▸ EXTRACTED INFORMATION:
..........
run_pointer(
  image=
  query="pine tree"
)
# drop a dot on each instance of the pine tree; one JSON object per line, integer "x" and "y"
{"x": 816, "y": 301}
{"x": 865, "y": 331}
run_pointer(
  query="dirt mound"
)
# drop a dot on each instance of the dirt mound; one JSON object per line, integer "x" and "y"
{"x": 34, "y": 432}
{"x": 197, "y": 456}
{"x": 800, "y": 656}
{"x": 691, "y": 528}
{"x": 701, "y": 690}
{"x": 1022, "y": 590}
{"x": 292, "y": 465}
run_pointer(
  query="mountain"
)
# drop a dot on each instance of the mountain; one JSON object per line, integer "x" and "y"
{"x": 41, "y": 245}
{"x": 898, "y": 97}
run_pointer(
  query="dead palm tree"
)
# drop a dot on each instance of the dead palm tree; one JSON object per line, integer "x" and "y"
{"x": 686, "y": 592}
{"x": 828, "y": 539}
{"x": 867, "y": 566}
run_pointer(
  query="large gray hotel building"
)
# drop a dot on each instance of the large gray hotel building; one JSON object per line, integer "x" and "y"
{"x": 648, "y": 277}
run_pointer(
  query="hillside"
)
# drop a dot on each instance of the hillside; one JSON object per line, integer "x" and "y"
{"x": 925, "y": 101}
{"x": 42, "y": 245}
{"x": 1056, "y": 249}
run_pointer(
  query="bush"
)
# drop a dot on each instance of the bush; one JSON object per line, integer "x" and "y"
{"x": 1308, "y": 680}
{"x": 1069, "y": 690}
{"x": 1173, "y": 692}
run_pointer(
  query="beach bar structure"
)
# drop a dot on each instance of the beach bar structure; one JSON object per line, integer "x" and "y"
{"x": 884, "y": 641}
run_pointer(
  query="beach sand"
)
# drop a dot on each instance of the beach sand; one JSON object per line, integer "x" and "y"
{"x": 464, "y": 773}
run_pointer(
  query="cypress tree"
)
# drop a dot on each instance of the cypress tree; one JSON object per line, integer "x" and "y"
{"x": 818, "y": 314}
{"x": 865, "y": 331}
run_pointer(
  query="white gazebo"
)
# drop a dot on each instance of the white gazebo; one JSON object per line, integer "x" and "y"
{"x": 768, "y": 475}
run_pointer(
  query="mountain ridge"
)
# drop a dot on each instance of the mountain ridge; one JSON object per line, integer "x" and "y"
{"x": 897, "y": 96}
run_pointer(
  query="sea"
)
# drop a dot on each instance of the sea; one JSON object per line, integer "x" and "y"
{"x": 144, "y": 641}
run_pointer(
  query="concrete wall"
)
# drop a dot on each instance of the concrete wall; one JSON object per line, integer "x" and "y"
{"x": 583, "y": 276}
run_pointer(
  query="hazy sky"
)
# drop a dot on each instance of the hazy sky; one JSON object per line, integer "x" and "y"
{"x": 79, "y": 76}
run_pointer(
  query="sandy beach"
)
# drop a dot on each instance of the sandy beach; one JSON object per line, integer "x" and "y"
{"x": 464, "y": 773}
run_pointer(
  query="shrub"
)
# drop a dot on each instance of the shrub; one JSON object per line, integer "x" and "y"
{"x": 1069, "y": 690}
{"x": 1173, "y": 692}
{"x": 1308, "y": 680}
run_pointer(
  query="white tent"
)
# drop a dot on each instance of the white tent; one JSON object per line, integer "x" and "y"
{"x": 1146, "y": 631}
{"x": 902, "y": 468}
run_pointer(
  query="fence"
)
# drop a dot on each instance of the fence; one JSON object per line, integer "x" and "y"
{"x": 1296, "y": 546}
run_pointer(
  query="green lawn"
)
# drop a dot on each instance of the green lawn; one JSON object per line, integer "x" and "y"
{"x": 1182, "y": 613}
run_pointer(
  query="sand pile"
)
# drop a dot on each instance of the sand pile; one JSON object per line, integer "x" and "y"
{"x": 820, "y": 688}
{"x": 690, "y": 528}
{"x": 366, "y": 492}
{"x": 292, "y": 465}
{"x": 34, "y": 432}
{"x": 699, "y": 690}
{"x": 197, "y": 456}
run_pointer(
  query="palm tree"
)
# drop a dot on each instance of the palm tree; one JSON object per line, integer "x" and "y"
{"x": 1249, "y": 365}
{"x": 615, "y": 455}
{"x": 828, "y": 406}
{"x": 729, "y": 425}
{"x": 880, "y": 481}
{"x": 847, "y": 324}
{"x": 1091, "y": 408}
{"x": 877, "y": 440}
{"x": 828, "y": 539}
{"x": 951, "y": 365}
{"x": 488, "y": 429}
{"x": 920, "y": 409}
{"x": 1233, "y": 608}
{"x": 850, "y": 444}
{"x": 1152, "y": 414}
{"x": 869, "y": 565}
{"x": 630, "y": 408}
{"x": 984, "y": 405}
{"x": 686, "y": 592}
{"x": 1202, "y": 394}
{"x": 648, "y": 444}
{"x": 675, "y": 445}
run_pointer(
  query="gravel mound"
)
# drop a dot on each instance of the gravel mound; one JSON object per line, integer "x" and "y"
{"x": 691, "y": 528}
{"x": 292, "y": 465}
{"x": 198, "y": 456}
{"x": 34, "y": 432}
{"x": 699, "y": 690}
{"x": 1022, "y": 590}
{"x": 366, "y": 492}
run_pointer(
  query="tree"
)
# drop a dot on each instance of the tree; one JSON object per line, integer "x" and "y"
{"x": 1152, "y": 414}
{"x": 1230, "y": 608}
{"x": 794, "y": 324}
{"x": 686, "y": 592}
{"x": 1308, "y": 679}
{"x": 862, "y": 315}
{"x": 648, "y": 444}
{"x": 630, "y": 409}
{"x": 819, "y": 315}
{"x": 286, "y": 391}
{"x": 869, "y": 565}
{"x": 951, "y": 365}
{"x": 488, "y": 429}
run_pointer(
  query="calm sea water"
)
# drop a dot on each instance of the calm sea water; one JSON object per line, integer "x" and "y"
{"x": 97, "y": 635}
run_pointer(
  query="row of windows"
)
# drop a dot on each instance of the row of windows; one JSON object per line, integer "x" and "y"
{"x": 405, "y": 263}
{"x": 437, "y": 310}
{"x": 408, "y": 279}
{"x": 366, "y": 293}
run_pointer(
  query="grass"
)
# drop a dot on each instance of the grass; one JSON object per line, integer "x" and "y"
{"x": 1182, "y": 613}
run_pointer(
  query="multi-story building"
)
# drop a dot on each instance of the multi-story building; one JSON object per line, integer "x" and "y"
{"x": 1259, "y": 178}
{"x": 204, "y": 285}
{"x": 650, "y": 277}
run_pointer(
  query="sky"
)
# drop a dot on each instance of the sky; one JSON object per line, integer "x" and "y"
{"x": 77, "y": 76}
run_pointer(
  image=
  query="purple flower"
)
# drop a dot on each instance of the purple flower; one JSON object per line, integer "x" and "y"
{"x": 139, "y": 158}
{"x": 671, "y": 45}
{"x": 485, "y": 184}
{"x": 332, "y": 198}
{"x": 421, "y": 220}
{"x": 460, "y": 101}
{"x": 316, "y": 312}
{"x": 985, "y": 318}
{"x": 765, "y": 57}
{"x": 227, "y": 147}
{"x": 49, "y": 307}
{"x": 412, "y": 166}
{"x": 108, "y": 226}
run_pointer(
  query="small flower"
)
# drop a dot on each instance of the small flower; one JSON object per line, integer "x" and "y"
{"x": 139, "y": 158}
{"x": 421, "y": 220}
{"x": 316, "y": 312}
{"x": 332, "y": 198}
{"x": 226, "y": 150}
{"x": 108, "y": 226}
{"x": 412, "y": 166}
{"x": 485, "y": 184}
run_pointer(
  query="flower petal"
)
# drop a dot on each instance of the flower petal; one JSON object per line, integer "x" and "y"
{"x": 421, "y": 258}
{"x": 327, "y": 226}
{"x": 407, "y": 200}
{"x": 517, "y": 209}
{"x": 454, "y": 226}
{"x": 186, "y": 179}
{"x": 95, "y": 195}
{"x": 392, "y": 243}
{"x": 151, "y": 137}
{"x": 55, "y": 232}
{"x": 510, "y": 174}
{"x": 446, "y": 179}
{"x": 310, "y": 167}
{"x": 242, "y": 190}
..........
▸ REQUEST:
Locate every line in the listing above that contains the word "palm", and copy each of those lines.

▸ IN RESPONSE:
  query="dead palm tree"
# drop a dot on each instance of the dead palm tree; one JSON object per line, integer "x" and "y"
  query="palm tree"
# drop a dot on each instance of the palm tree; one JSON object per line, integer "x" and "y"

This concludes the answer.